### [Image point grounding data]
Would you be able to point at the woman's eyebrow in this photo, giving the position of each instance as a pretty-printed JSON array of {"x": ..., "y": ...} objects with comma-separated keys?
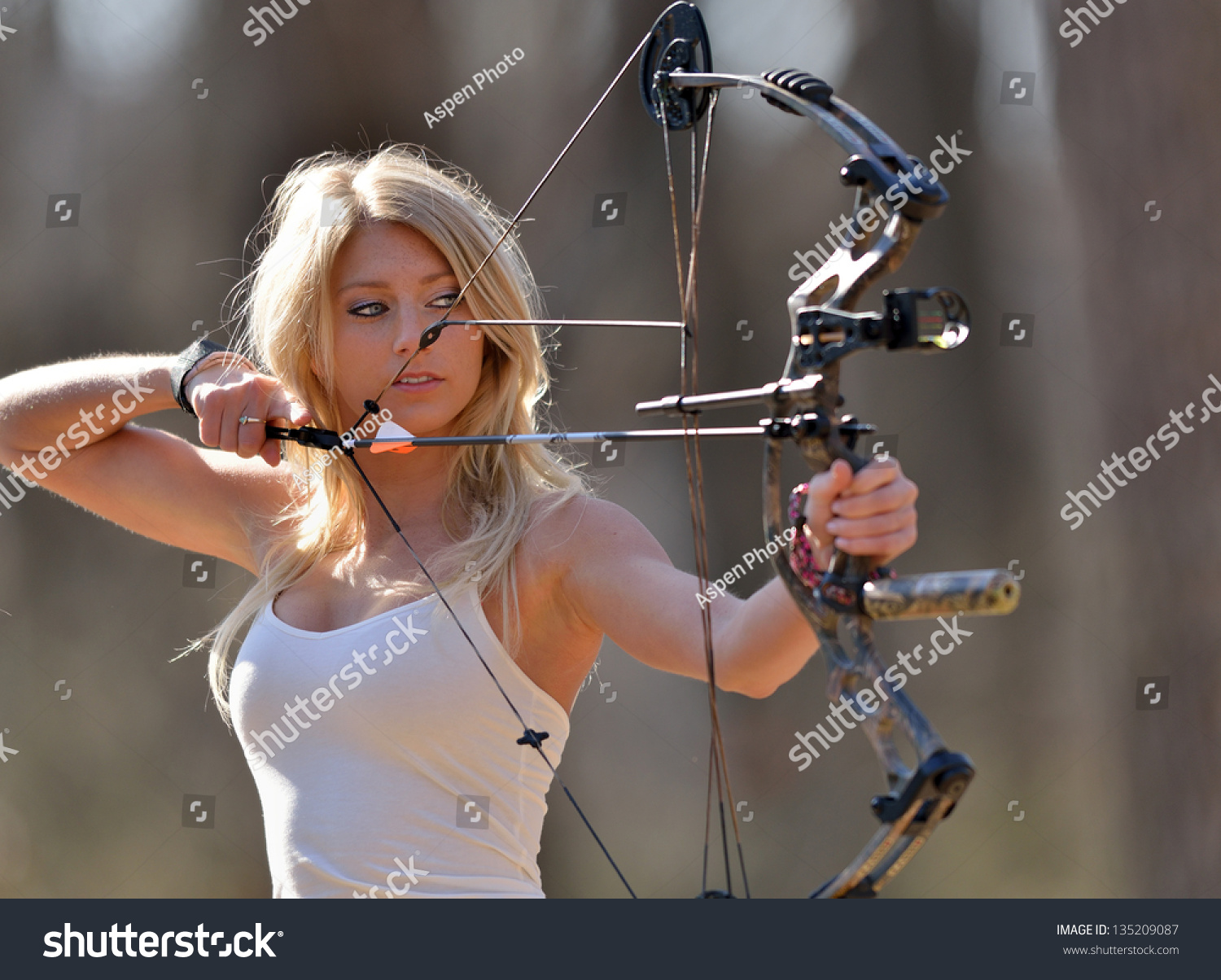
[{"x": 380, "y": 285}]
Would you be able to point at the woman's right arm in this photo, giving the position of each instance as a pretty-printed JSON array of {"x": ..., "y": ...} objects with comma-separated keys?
[{"x": 66, "y": 427}]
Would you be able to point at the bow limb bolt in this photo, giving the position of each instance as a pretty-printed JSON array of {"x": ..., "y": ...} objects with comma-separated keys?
[{"x": 803, "y": 408}]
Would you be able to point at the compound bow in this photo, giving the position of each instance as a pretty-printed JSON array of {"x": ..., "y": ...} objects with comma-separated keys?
[{"x": 679, "y": 87}]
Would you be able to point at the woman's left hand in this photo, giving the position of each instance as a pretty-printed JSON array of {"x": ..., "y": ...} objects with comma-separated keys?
[{"x": 871, "y": 513}]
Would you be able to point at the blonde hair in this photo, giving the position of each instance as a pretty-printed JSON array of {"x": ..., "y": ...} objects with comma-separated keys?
[{"x": 492, "y": 492}]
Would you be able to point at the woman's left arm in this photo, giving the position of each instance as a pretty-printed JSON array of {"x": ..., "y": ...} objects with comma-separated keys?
[{"x": 625, "y": 586}]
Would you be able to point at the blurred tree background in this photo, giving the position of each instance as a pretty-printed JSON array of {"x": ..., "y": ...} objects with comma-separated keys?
[{"x": 1084, "y": 207}]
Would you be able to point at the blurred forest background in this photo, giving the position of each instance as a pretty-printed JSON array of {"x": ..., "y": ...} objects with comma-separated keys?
[{"x": 1084, "y": 207}]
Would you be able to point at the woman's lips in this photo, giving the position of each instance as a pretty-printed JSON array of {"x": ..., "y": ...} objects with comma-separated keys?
[{"x": 415, "y": 383}]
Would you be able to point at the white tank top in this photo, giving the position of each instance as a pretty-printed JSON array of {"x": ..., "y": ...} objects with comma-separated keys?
[{"x": 386, "y": 759}]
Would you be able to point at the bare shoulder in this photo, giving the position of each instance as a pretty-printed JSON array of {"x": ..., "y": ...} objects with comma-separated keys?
[{"x": 584, "y": 530}]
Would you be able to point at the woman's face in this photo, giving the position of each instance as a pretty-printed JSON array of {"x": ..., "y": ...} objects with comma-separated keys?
[{"x": 390, "y": 283}]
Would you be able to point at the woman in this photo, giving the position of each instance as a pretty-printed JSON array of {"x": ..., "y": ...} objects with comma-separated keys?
[{"x": 381, "y": 748}]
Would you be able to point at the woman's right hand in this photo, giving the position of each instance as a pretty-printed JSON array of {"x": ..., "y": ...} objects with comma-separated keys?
[{"x": 221, "y": 395}]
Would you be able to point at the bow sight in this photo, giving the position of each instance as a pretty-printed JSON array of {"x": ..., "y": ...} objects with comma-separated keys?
[{"x": 676, "y": 83}]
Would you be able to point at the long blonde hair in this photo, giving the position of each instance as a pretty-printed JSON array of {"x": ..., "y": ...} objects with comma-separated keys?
[{"x": 492, "y": 492}]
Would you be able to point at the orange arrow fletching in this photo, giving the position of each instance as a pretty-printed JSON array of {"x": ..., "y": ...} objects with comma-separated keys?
[{"x": 392, "y": 431}]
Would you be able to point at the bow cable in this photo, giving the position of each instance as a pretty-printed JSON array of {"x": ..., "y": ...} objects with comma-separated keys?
[{"x": 718, "y": 768}]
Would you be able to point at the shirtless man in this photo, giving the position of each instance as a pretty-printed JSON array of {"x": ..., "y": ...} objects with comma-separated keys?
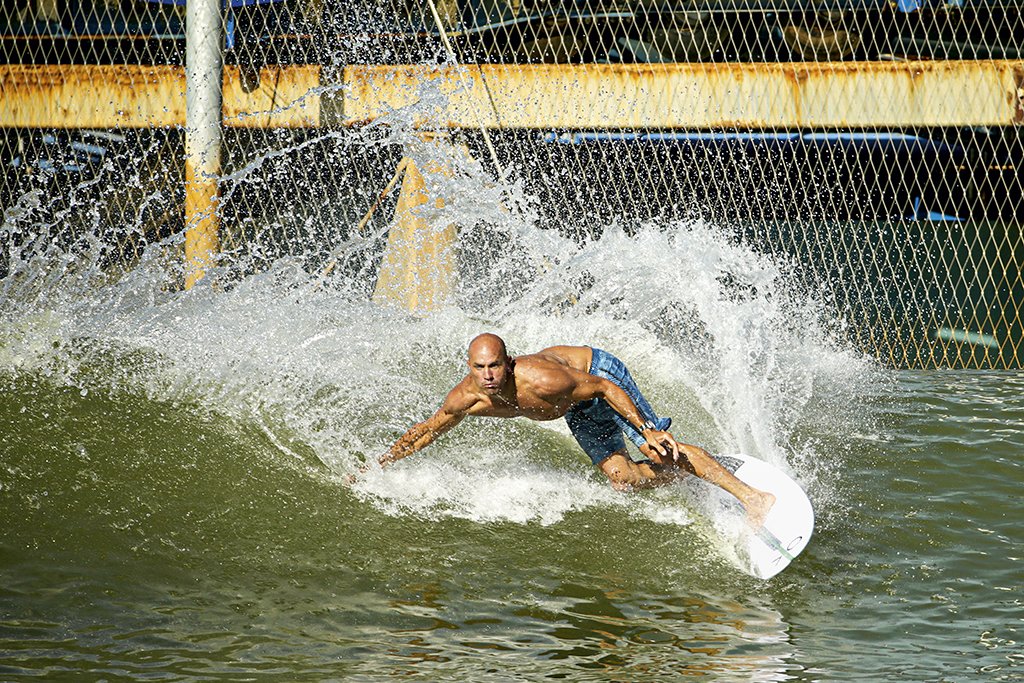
[{"x": 593, "y": 390}]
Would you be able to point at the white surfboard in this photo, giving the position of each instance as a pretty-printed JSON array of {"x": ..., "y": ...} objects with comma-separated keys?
[{"x": 790, "y": 523}]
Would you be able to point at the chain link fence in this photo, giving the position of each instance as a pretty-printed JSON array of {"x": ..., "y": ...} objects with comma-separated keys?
[{"x": 877, "y": 144}]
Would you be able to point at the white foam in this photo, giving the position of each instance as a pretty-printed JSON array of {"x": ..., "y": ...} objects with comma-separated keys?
[{"x": 715, "y": 334}]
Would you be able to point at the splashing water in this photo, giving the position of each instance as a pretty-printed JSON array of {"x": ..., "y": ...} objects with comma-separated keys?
[{"x": 716, "y": 334}]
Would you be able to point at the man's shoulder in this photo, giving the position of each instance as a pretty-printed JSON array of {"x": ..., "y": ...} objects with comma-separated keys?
[{"x": 461, "y": 398}]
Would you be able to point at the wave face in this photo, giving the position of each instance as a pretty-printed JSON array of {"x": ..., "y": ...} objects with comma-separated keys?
[{"x": 718, "y": 336}]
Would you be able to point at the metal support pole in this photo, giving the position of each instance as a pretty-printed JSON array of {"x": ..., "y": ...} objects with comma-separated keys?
[{"x": 204, "y": 82}]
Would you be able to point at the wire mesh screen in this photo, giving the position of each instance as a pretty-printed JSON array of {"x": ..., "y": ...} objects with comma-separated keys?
[{"x": 876, "y": 144}]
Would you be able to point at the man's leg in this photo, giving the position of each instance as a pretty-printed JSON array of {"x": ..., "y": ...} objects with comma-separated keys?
[
  {"x": 628, "y": 475},
  {"x": 695, "y": 460}
]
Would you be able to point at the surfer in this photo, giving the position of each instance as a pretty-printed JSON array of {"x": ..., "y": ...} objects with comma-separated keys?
[{"x": 593, "y": 390}]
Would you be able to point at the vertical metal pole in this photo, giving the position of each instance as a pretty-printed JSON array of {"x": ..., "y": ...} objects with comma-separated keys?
[{"x": 204, "y": 81}]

### [WHAT YOU WILL DO]
From the line containing "Would you be able to point at the wave" down to the last line, reproduce the records exactly. Include both ends.

### [RESPONSE TO THE EXERCISE]
Would you be able to point at the wave face in this photo, giving the position of each instance as a pretty-printed JSON array of {"x": ..., "y": ...} objects with comma-separated keys?
[{"x": 718, "y": 336}]
Would you be able to point at the metal support pole in this photo, giving the position of each instance as a pretty-printed JSON array of {"x": ..., "y": ...} objects with comma-separated keys?
[{"x": 204, "y": 82}]
Would you be able to point at the wire mesh screen in this photo, giving the position of each instance as a pretty-printed JSON array of {"x": ..., "y": ...} objects with comma-separated keys?
[{"x": 876, "y": 144}]
Would you be able to point at the man's leg in this photo, giving the position of each instance as a pretty-printed JSON array of {"x": ..., "y": ...} objects with comma-separated keys?
[
  {"x": 628, "y": 475},
  {"x": 695, "y": 460}
]
Would you be able to point at the surfer in this photo, giving the position of each instance as a pretty-printed JSON array of {"x": ..., "y": ...} objects with comma-separated keys?
[{"x": 593, "y": 390}]
Would you be able to point at the vertical metal pole in this photo, giving the position of each instance as a pretty-printed JSON array of {"x": ..., "y": ...} objects with comma-separated keys?
[{"x": 204, "y": 81}]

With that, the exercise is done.